## Begin Data in this exercise

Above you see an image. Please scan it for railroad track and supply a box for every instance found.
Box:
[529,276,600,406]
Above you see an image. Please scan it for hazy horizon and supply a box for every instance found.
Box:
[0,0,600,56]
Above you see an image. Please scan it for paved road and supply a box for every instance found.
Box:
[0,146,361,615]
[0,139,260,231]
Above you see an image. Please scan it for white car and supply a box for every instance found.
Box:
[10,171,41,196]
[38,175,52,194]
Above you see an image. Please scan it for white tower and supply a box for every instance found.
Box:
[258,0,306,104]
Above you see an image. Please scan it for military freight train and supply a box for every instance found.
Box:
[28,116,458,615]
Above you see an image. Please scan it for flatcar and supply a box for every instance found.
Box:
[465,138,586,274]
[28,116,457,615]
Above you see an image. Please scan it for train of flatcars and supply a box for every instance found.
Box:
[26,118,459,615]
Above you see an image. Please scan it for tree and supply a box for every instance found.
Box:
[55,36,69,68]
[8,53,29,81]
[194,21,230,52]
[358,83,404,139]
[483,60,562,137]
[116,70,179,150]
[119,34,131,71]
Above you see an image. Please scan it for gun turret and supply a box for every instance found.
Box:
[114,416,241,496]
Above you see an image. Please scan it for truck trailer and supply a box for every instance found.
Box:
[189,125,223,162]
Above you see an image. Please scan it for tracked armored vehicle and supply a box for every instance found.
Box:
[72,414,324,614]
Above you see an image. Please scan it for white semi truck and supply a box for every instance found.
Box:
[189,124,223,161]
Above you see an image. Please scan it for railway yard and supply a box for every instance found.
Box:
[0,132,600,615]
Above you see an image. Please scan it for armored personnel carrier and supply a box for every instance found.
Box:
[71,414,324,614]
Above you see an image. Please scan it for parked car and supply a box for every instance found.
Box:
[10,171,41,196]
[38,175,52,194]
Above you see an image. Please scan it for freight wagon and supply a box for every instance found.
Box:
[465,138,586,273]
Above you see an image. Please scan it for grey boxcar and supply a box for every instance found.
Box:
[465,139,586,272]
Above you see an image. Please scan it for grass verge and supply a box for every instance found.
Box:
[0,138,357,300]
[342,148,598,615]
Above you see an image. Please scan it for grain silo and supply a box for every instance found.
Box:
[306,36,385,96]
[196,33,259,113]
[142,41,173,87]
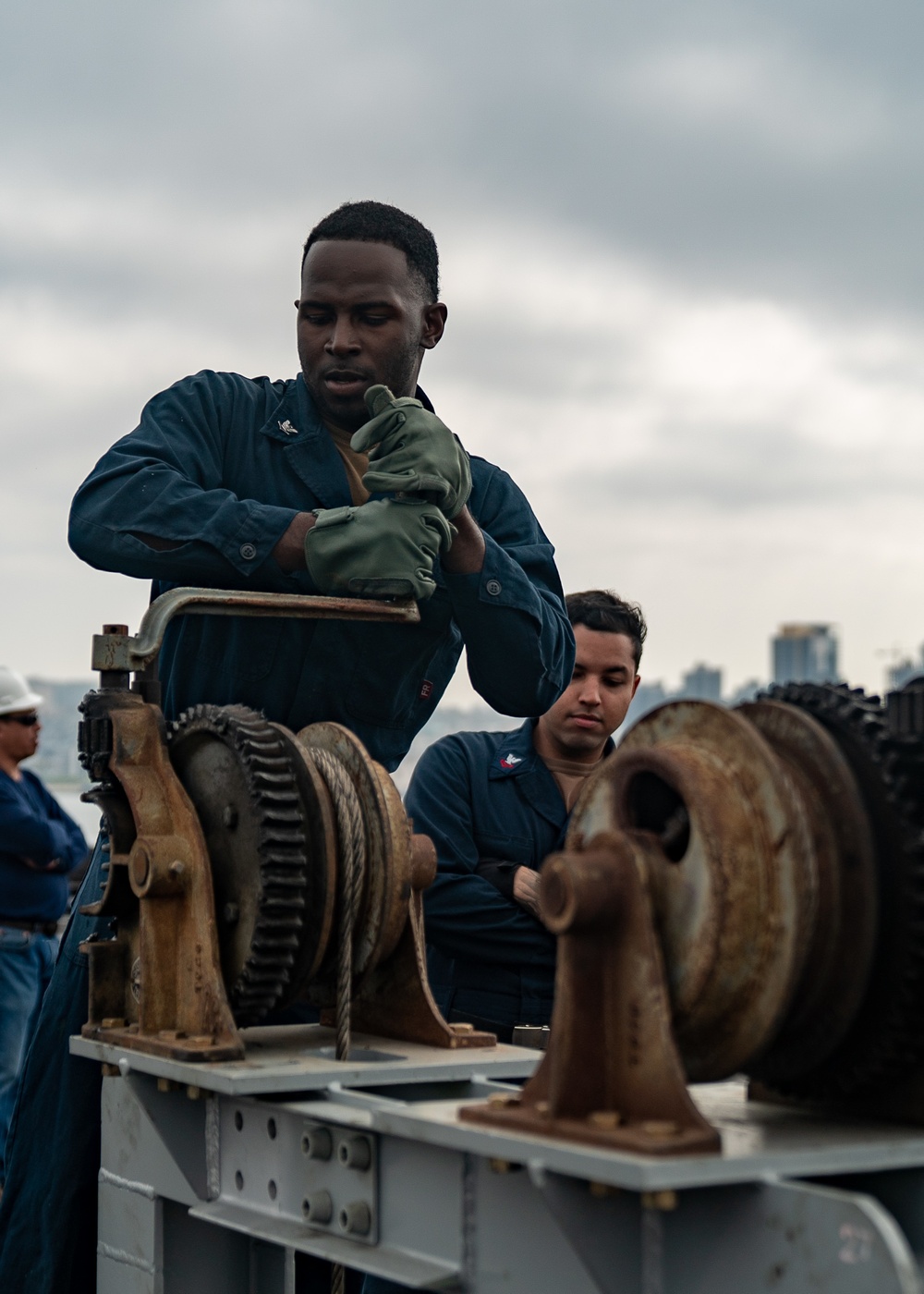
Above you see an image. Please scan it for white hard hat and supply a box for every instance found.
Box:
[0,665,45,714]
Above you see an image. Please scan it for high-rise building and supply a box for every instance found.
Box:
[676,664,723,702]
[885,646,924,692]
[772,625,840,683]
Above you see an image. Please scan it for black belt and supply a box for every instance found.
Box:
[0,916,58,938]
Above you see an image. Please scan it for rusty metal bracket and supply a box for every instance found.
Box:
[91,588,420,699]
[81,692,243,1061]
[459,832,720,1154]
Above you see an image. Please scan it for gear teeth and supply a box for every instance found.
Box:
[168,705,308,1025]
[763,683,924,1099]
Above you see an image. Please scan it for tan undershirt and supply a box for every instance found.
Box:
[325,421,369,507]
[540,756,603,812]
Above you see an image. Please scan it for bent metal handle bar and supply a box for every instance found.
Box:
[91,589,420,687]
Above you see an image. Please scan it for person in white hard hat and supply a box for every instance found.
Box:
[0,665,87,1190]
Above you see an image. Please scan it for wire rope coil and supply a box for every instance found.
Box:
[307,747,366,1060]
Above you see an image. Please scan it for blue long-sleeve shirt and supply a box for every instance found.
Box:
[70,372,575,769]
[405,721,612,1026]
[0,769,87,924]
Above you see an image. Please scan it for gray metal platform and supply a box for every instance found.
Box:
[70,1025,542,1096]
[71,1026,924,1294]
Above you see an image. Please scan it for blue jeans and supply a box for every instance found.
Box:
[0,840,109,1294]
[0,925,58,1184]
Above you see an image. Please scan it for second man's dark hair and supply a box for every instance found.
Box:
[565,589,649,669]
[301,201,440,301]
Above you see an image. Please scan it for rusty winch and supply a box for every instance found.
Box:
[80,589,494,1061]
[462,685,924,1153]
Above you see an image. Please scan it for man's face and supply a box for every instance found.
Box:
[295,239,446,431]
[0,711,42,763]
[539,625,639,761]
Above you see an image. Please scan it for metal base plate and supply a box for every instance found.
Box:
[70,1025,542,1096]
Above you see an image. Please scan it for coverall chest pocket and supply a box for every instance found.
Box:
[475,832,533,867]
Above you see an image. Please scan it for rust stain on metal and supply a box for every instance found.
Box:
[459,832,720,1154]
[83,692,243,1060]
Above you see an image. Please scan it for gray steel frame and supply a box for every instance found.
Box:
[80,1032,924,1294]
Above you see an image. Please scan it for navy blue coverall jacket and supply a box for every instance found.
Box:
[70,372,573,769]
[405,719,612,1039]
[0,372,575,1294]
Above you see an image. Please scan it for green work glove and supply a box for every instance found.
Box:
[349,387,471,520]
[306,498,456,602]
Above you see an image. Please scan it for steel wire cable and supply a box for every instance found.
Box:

## End Data in this exercise

## Work required
Can you output every line of the listing above as a Markdown table with the columns "Row" and "Line", numbering the rows and omitting blank lines? Keep the pictures out of your answer.

## Finished exercise
| Row | Line |
|---|---|
| 1 | Above you see an image. Please scan it for railroad track and supply a box for every instance found. |
| 2 | Box: |
| 3 | [529,276,600,406] |
| 4 | Above you see an image. Please scan it for hazy horizon and supply a box for every instance found. |
| 5 | Box: |
| 6 | [0,0,600,56] |
| 7 | Above you see an image. Please scan it for paved road and supply a box for every instance found. |
| 8 | Box: |
| 9 | [0,146,361,615] |
| 10 | [0,139,260,231] |
| 11 | Above you see an image. Please scan it for white car and supply a box for every instance found. |
| 12 | Box: |
| 13 | [10,171,41,196] |
| 14 | [38,175,52,194] |
| 15 | Above you see an image. Please scan it for white tower and supply a box for every instance found. |
| 16 | Box: |
| 17 | [258,0,306,104] |
| 18 | Above you see an image. Please scan it for military freight train and supply a box for every instance found. |
| 19 | Box: |
| 20 | [28,116,458,615] |
| 21 | Above you see an image. Please scan it for flatcar and supply a box for every instance found. |
| 22 | Box: |
| 23 | [465,138,586,274] |
| 24 | [28,116,457,615] |
| 25 | Above you see an image. Please scan it for train of flatcars and supply a box for every instance found. |
| 26 | Box: |
| 27 | [26,118,459,615] |
| 28 | Above you see an image. Please scan it for tree and supply a box for every instance found. |
| 29 | Box: |
| 30 | [55,36,69,68] |
| 31 | [8,53,29,81] |
| 32 | [194,21,230,52] |
| 33 | [358,83,404,139] |
| 34 | [483,60,562,137] |
| 35 | [116,70,179,150] |
| 36 | [119,34,131,71] |
| 37 | Above you see an image. Please scan it for gun turret and supply a box for every instance found. |
| 38 | Box: |
| 39 | [114,416,241,496] |
| 40 | Above you see an image. Please scan it for truck trailer and supply a box for every instance found. |
| 41 | Box: |
| 42 | [189,125,223,162] |
| 43 | Above you see an image. Please scan it for tracked armored vehicle and supply a box for every instance found. |
| 44 | Box: |
| 45 | [72,414,324,614] |
| 46 | Above you see an image. Please scan it for white semi truck and supply a box for every instance found. |
| 47 | Box: |
| 48 | [189,124,223,161] |
| 49 | Above you see an image. Please scan it for railway yard and supply a box for every instance found. |
| 50 | Box: |
| 51 | [0,132,600,615] |
| 52 | Above you see an image. Please scan it for armored personnel carrier and supply a box for every instance found. |
| 53 | Box: |
| 54 | [71,414,324,614] |
| 55 | Above you see an image. Please scan it for parked car and supply a box for every instance found. |
| 56 | Box: |
| 57 | [10,171,41,196] |
| 58 | [38,175,52,194] |
| 59 | Above you see an image. Please scan it for freight wagon and supply a box for every instance found. |
| 60 | Box: |
| 61 | [465,138,586,273] |
| 62 | Above you see an image. Please scan it for grey boxcar and supply a box for every instance found. |
| 63 | Box: |
| 64 | [465,139,586,272] |
| 65 | Above you see an image. Please scan it for grass verge and supply a box for every instance found. |
| 66 | Box: |
| 67 | [0,138,357,300] |
| 68 | [342,148,598,615] |
| 69 | Above you see an image. Please scan it for grain silo and supply a box for every instance found. |
| 70 | Box: |
| 71 | [306,36,385,96] |
| 72 | [196,33,259,113] |
| 73 | [142,41,173,87] |
| 74 | Above you see an image. Please scan it for white hard hat and supply a box for every instance found. |
| 75 | Box: |
| 76 | [0,665,45,714] |
| 77 | Above you see an image. Please scan it for high-rise building and supply a box for every instance found. |
| 78 | Box: |
| 79 | [676,664,723,702] |
| 80 | [885,646,924,692] |
| 81 | [772,625,840,683] |
| 82 | Above you see an image. Please scan it for black belt and supply a box for every instance found. |
| 83 | Box: |
| 84 | [0,916,58,938] |
| 85 | Above you see an image. Please scan it for rusty metal bracket and supply a box for every instance found. |
| 86 | Box: |
| 87 | [91,588,420,699] |
| 88 | [81,692,243,1061] |
| 89 | [459,832,720,1154] |
| 90 | Above you see an image. Please scan it for gear teeth and supply a box for every instance found. |
| 91 | Box: |
| 92 | [168,705,308,1025] |
| 93 | [763,683,924,1099] |
| 94 | Above you see an image. Please scan it for tan undershirt and supply a box for every instance found. |
| 95 | Box: |
| 96 | [325,421,369,507] |
| 97 | [540,756,603,812] |
| 98 | Above you see an image. Please scan it for bent metal handle bar and supply a box for every instance found. |
| 99 | Box: |
| 100 | [91,589,420,687] |
| 101 | Above you see an image. Please scan it for person in white hard hat and supply a box for every instance found. |
| 102 | Box: |
| 103 | [0,665,87,1190] |
| 104 | Above you see an image. Please scan it for wire rope coil and supply a box for every instance found. |
| 105 | Box: |
| 106 | [307,747,366,1060] |
| 107 | Above you see an image. Please scan it for blue long-sleeve shirt and supply a box for every instance found. |
| 108 | Box: |
| 109 | [70,372,575,769] |
| 110 | [405,721,612,1026] |
| 111 | [0,769,87,924] |
| 112 | Above you see an image. Please scan it for gray metal platform and supply a box for every instance found. |
| 113 | Box: |
| 114 | [70,1025,542,1096] |
| 115 | [71,1026,924,1294] |
| 116 | Above you see an image. Please scan it for blue jeans and supply a box for every instance found. |
| 117 | Box: |
| 118 | [0,840,109,1294] |
| 119 | [0,925,58,1184] |
| 120 | Above you see an image. Please scan it for second man's dark hair and supply a box for every instance found. |
| 121 | Box: |
| 122 | [565,589,649,669] |
| 123 | [301,201,440,301] |
| 124 | Above you see an image. Please scan it for rusty winch and supply a box for every instance found. |
| 125 | Box: |
| 126 | [80,589,494,1061] |
| 127 | [462,685,924,1153] |
| 128 | Above you see an image. Please scan it for man's face and supply a box for every instance found. |
| 129 | Box: |
| 130 | [295,239,446,431] |
| 131 | [0,711,42,763] |
| 132 | [539,625,639,761] |
| 133 | Above you see an image. Please scan it for metal base plate and supply a box for every instance found. |
| 134 | Box: |
| 135 | [70,1025,542,1096] |
| 136 | Above you see an image. Please scan it for coverall chest pocket and supply a box for every instance found. |
| 137 | Box: |
| 138 | [475,832,533,867] |
| 139 | Above you see an image. Please scan it for rust stain on metal and supply a box for every instance found. |
| 140 | Box: |
| 141 | [459,832,720,1154] |
| 142 | [83,692,243,1060] |
| 143 | Above you see an image. Please scan it for gray steel frame and supply a box for every instance found. |
| 144 | Box: |
| 145 | [80,1032,924,1294] |
| 146 | Above you see an image. Please scan it for navy blue coverall jacket and supply a box for every instance found. |
| 147 | Box: |
| 148 | [70,372,573,769] |
| 149 | [405,719,612,1039] |
| 150 | [0,372,575,1294] |
| 151 | Above you see an image. Please scan it for green work glove and supply a box for every instance found. |
| 152 | Box: |
| 153 | [349,387,471,520] |
| 154 | [306,498,456,602] |
| 155 | Above you see an image. Please scan it for steel wire cable and supply a box for every instance found. |
| 156 | Box: |